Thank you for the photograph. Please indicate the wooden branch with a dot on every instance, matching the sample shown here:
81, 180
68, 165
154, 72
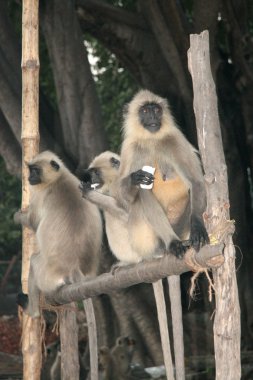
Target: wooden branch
31, 343
69, 344
149, 271
227, 312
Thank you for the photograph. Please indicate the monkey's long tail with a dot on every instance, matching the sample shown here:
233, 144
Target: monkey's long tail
177, 325
163, 325
92, 333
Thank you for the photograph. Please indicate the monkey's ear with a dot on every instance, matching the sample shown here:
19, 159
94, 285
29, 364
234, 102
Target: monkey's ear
114, 162
54, 165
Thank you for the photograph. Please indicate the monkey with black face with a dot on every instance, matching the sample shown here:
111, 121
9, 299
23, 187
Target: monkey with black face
103, 175
175, 209
68, 230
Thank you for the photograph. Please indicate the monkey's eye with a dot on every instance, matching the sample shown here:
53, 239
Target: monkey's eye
34, 170
114, 162
54, 165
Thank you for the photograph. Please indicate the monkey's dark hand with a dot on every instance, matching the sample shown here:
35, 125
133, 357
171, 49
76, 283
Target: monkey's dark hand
17, 217
140, 177
177, 248
85, 187
198, 235
22, 300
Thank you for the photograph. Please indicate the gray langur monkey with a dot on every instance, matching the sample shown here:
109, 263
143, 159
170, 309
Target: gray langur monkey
102, 175
174, 212
174, 207
68, 232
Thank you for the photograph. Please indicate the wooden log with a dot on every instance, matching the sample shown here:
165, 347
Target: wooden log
227, 312
69, 344
31, 342
149, 271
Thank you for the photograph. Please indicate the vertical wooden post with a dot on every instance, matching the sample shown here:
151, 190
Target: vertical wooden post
69, 344
31, 343
227, 313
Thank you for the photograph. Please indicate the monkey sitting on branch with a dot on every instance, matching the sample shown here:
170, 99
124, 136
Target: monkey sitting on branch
99, 185
174, 207
68, 234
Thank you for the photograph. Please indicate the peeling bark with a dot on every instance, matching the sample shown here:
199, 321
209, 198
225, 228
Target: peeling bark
227, 314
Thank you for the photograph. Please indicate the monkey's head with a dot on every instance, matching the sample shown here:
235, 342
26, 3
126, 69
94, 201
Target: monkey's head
102, 171
147, 116
45, 168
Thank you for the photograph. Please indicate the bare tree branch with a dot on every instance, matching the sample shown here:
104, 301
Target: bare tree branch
124, 277
206, 17
227, 313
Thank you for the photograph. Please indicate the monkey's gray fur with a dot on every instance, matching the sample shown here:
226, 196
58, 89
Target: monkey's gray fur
68, 229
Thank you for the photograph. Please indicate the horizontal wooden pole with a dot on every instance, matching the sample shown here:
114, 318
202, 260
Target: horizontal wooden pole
148, 272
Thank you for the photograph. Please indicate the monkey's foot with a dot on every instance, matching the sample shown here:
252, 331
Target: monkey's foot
119, 265
177, 248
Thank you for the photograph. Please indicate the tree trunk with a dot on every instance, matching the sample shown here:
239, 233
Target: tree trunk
227, 315
31, 342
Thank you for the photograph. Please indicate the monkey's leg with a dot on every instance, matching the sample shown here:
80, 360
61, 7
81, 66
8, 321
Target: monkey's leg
33, 291
163, 326
92, 333
107, 203
177, 325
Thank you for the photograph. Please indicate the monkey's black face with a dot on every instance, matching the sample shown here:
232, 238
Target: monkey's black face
114, 162
35, 175
150, 116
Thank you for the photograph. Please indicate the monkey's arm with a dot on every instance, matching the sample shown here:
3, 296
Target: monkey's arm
129, 186
188, 165
22, 217
104, 202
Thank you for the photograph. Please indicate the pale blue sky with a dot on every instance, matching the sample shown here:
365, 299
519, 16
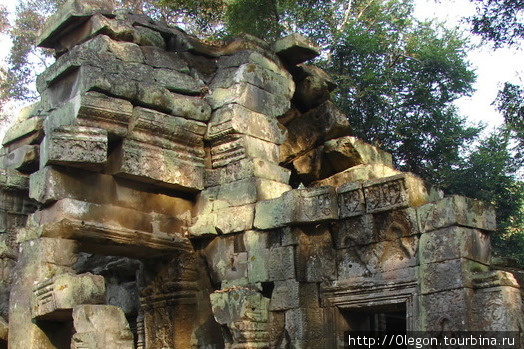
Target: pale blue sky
493, 67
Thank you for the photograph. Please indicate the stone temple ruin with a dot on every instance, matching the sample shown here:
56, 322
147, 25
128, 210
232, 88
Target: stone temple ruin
167, 193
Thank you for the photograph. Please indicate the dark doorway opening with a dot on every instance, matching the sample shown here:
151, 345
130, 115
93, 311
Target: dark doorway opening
372, 321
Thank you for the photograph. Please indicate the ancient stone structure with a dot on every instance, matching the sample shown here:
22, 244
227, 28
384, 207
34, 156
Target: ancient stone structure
168, 193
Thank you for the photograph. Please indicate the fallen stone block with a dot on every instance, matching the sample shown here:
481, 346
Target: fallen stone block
295, 48
236, 119
76, 146
101, 326
54, 299
457, 210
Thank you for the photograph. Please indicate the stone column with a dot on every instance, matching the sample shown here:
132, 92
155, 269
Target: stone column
38, 260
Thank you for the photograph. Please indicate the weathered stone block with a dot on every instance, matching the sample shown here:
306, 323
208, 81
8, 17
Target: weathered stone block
316, 258
151, 164
448, 275
159, 58
137, 233
31, 128
355, 231
447, 311
54, 299
311, 166
70, 15
290, 294
295, 49
169, 132
392, 225
246, 168
93, 109
258, 265
497, 309
346, 152
161, 99
248, 191
351, 200
235, 119
176, 81
242, 147
24, 158
148, 37
358, 173
235, 219
350, 265
395, 192
282, 263
455, 242
4, 330
226, 264
248, 56
297, 206
256, 75
13, 180
51, 184
101, 326
251, 97
76, 146
313, 128
304, 324
456, 210
224, 221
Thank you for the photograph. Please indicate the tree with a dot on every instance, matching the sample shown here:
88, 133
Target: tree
510, 102
397, 81
499, 21
491, 172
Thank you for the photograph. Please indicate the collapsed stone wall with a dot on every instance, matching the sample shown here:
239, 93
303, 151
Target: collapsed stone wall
170, 193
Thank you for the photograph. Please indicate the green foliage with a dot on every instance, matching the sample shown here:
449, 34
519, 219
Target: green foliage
510, 102
499, 21
491, 176
397, 81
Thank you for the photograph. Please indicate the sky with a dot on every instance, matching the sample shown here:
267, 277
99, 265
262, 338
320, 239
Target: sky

_TASK_
Take the line with "Target: weathered stone block" and all lines after it through the end of the records, and write them out exactly; include nothing else.

_YOUR SOLUTION_
Target: weathered stone block
316, 258
151, 164
448, 275
159, 58
137, 233
31, 128
355, 231
447, 311
54, 299
311, 166
70, 15
290, 294
295, 49
169, 132
392, 225
246, 168
93, 109
258, 265
497, 309
346, 152
161, 99
248, 191
351, 200
235, 119
176, 81
242, 147
24, 158
148, 37
358, 173
235, 219
350, 265
395, 192
282, 263
455, 242
4, 330
226, 264
248, 56
297, 206
256, 75
13, 180
51, 184
101, 326
251, 97
76, 146
313, 128
304, 324
456, 210
224, 221
Thank you for the photograph. Please indicate the tree with a dot on every instance, matching the sample shown here:
88, 133
Target: tree
510, 102
397, 81
499, 21
491, 172
Thank you for the photograph. Please indicate the collapsed stone wall with a dot on every instance, matching the sample shown here:
239, 93
303, 151
Target: collapsed stone wall
170, 193
Thank you for the photograph. Please indicate the green foliage with a dot on every instance, matching the sample shown here:
449, 34
519, 219
Target: green foliage
510, 102
499, 21
491, 176
397, 81
Thank you for the photograph. Please indicate the sky with a dot on every instance, matching the sample shown here:
267, 277
99, 265
262, 338
320, 239
Target: sky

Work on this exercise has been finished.